▶ CONSIGNE À SUIVRE
Renvoyez mot pour mot l'intégralité du texte ci-dessous consacré au modèle Ranas.

▶ TEXTE PRÉSENTÉ

_ _ _ _ _

Fig. 2 : Le modèle Ranas.
« En complément, nous avons développé un jeu de 36 techniques qui peuvent agir positivement sur ces facteurs et donc déclencher des changements de comportement », indique Mosler. L'une d'elle, par exemple, passe par un engagement public pour la nouvelle démarche (Fig. 3) : chaque ménage souhaitant construire des toilettes peut par exemple hisser un drapeau sur sa maison. La planification des obstacles, de son côté, consiste à imaginer quelles difficultés pourraient se présenter lors de la mise en œuvre du projet et à élaborer des solutions pour les gérer. La mise en place d'aide-mémoires comme par exemple l'affichage d'un calendrier pour le remplissage du filtre anti-fluor peut, elle aussi, contribuer aux changements de comportement.
Fig. 3 : Au Bangladesh, des femmes s'engagent publiquement à ne plus tirer leur eau que de puits non contaminés à l'arsenic. En Éthiopie, cette famille signale par un drapeau son engagement à ne plus prendre d'eau de sources contaminées au fluor. (Photos : Eawag)

_ _ _ _ _

▶ Lignes issues d'un jeu de données d'étiquetage de boîtes
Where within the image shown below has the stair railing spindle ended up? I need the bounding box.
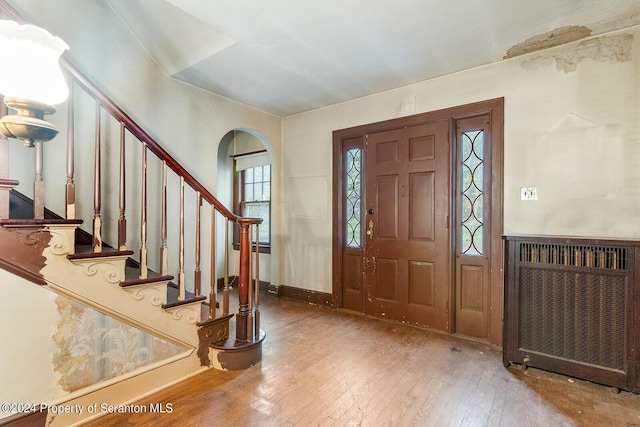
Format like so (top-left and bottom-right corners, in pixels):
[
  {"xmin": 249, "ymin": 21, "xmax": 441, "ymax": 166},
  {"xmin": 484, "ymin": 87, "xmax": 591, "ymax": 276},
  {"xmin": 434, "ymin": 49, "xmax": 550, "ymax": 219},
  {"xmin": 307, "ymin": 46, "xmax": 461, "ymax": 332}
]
[
  {"xmin": 93, "ymin": 100, "xmax": 102, "ymax": 252},
  {"xmin": 0, "ymin": 95, "xmax": 10, "ymax": 219},
  {"xmin": 33, "ymin": 141, "xmax": 44, "ymax": 219},
  {"xmin": 209, "ymin": 205, "xmax": 218, "ymax": 319},
  {"xmin": 247, "ymin": 224, "xmax": 253, "ymax": 339},
  {"xmin": 118, "ymin": 123, "xmax": 127, "ymax": 251},
  {"xmin": 222, "ymin": 218, "xmax": 230, "ymax": 316},
  {"xmin": 193, "ymin": 191, "xmax": 202, "ymax": 297},
  {"xmin": 160, "ymin": 161, "xmax": 169, "ymax": 276},
  {"xmin": 139, "ymin": 143, "xmax": 149, "ymax": 279},
  {"xmin": 178, "ymin": 176, "xmax": 185, "ymax": 301},
  {"xmin": 253, "ymin": 224, "xmax": 260, "ymax": 339}
]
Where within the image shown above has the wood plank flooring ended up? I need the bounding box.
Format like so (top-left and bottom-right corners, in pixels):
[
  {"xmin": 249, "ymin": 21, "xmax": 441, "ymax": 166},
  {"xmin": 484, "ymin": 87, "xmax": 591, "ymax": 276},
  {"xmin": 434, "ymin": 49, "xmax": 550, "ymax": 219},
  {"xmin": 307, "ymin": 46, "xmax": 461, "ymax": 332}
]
[{"xmin": 86, "ymin": 297, "xmax": 640, "ymax": 427}]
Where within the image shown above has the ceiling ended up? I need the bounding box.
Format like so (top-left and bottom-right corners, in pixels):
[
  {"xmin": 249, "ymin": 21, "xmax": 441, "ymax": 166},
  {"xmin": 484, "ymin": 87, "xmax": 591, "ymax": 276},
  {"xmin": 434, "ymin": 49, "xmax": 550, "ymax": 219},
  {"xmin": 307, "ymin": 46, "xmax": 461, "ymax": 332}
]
[{"xmin": 107, "ymin": 0, "xmax": 640, "ymax": 117}]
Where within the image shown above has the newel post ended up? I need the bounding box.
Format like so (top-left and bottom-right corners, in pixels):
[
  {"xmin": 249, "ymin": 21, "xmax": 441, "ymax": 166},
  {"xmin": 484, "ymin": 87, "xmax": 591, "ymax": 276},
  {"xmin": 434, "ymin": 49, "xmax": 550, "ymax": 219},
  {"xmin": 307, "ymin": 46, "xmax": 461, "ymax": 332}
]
[{"xmin": 0, "ymin": 95, "xmax": 18, "ymax": 219}]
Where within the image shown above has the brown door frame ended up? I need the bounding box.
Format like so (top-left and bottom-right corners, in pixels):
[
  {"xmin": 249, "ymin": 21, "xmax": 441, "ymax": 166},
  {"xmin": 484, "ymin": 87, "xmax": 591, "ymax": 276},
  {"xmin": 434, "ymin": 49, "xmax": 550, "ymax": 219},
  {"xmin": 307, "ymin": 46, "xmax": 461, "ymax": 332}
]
[{"xmin": 332, "ymin": 98, "xmax": 504, "ymax": 345}]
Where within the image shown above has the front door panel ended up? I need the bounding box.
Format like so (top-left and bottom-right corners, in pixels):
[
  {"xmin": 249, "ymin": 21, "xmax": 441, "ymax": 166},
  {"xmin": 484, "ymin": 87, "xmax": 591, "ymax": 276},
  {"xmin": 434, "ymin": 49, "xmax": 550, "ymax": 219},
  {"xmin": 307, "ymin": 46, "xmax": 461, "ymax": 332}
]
[{"xmin": 365, "ymin": 120, "xmax": 451, "ymax": 330}]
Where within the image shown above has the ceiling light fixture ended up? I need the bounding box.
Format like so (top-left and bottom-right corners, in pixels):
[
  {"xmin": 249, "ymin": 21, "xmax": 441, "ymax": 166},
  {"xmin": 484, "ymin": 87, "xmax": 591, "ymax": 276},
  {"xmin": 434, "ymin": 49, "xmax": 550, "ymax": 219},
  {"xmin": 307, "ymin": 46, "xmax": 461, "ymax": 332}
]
[{"xmin": 0, "ymin": 19, "xmax": 69, "ymax": 147}]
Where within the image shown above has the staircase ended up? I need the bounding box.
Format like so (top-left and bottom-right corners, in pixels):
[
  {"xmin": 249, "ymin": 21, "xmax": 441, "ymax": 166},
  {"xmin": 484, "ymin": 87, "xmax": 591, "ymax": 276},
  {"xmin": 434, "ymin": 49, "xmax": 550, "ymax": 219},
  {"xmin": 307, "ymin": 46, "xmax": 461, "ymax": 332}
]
[{"xmin": 0, "ymin": 1, "xmax": 265, "ymax": 425}]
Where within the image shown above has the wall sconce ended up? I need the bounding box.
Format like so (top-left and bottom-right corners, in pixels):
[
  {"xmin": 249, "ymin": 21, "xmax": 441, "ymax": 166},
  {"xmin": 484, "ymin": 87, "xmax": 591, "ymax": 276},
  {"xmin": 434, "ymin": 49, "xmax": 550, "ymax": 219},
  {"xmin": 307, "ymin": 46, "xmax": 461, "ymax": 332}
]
[{"xmin": 0, "ymin": 19, "xmax": 69, "ymax": 147}]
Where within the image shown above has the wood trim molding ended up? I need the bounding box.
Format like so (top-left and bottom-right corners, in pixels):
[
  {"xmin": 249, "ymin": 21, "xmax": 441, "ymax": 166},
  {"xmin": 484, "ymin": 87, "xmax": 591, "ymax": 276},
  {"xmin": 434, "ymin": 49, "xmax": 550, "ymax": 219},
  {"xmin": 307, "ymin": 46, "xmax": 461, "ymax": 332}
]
[{"xmin": 0, "ymin": 409, "xmax": 48, "ymax": 427}]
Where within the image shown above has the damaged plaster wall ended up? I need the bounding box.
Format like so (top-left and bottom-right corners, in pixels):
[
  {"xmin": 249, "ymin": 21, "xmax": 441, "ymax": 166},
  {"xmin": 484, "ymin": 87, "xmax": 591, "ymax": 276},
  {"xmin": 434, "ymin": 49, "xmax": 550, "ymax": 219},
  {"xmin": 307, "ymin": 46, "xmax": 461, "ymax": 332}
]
[
  {"xmin": 282, "ymin": 25, "xmax": 640, "ymax": 293},
  {"xmin": 522, "ymin": 33, "xmax": 633, "ymax": 73}
]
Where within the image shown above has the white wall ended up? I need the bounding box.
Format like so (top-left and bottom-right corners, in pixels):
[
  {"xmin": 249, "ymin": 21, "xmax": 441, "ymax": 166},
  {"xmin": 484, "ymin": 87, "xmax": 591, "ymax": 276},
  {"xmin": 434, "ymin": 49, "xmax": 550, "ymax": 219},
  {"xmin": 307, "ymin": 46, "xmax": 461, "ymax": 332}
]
[{"xmin": 281, "ymin": 27, "xmax": 640, "ymax": 293}]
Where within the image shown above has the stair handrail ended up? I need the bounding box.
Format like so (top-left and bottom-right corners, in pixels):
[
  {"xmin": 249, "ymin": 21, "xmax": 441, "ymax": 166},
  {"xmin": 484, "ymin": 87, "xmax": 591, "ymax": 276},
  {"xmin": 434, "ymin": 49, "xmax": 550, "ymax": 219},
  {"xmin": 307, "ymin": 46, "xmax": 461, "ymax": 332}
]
[
  {"xmin": 0, "ymin": 0, "xmax": 262, "ymax": 224},
  {"xmin": 0, "ymin": 0, "xmax": 263, "ymax": 341}
]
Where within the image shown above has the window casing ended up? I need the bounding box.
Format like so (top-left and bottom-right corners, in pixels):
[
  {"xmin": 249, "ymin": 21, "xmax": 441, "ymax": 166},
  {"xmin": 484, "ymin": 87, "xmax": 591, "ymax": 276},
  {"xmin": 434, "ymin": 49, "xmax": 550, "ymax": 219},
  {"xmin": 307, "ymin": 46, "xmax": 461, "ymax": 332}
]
[{"xmin": 233, "ymin": 164, "xmax": 271, "ymax": 252}]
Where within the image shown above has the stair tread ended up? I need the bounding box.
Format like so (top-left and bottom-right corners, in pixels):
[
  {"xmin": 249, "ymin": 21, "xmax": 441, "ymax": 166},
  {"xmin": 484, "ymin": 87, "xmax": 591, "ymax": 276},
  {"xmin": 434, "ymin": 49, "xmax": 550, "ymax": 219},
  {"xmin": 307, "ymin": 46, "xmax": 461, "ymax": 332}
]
[{"xmin": 0, "ymin": 218, "xmax": 82, "ymax": 227}]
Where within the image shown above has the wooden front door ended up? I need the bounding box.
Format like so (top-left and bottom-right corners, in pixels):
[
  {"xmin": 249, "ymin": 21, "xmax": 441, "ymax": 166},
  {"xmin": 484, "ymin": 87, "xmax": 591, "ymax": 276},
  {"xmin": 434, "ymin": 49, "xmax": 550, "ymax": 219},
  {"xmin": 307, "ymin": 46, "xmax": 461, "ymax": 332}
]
[
  {"xmin": 333, "ymin": 99, "xmax": 504, "ymax": 345},
  {"xmin": 364, "ymin": 120, "xmax": 451, "ymax": 330}
]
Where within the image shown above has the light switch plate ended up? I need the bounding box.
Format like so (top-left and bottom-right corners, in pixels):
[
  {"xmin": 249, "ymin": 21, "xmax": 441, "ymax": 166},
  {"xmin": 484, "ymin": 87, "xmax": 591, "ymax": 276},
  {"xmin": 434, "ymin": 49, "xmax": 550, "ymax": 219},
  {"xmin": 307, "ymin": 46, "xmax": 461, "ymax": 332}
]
[{"xmin": 520, "ymin": 187, "xmax": 538, "ymax": 200}]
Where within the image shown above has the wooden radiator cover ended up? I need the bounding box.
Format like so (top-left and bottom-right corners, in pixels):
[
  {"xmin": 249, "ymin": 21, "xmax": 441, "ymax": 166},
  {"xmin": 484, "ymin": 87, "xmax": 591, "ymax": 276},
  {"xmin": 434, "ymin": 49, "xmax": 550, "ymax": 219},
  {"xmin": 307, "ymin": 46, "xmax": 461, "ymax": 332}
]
[{"xmin": 503, "ymin": 235, "xmax": 640, "ymax": 393}]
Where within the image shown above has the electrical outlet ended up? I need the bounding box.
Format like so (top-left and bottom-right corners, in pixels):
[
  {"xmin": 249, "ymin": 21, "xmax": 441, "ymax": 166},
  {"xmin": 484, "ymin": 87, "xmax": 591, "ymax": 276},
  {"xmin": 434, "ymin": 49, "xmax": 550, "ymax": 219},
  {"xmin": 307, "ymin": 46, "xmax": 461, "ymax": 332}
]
[{"xmin": 520, "ymin": 187, "xmax": 538, "ymax": 200}]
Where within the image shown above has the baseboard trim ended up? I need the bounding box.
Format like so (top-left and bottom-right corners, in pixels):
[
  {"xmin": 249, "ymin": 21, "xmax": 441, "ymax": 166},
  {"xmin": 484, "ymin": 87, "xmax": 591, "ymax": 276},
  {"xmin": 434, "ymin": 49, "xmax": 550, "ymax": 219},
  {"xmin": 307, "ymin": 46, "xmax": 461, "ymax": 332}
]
[
  {"xmin": 268, "ymin": 285, "xmax": 333, "ymax": 307},
  {"xmin": 218, "ymin": 276, "xmax": 334, "ymax": 307}
]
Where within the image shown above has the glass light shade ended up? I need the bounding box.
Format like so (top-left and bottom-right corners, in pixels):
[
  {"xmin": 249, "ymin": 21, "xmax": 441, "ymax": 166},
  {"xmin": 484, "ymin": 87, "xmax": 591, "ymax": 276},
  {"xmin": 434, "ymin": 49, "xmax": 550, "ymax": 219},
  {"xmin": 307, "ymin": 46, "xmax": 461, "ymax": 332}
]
[{"xmin": 0, "ymin": 19, "xmax": 69, "ymax": 105}]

_ _ _ _ _

▶ RÉSULTAT DE LA TÂCHE
Fig. 2 : Le modèle Ranas.
« En complément, nous avons développé un jeu de 36 techniques qui peuvent agir positivement sur ces facteurs et donc déclencher des changements de comportement », indique Mosler. L'une d'elle, par exemple, passe par un engagement public pour la nouvelle démarche (Fig. 3) : chaque ménage souhaitant construire des toilettes peut par exemple hisser un drapeau sur sa maison. La planification des obstacles, de son côté, consiste à imaginer quelles difficultés pourraient se présenter lors de la mise en œuvre du projet et à élaborer des solutions pour les gérer. La mise en place d'aide-mémoires comme par exemple l'affichage d'un calendrier pour le remplissage du filtre anti-fluor peut, elle aussi, contribuer aux changements de comportement.
Fig. 3 : Au Bangladesh, des femmes s'engagent publiquement à ne plus tirer leur eau que de puits non contaminés à l'arsenic. En Éthiopie, cette famille signale par un drapeau son engagement à ne plus prendre d'eau de sources contaminées au fluor. (Photos : Eawag)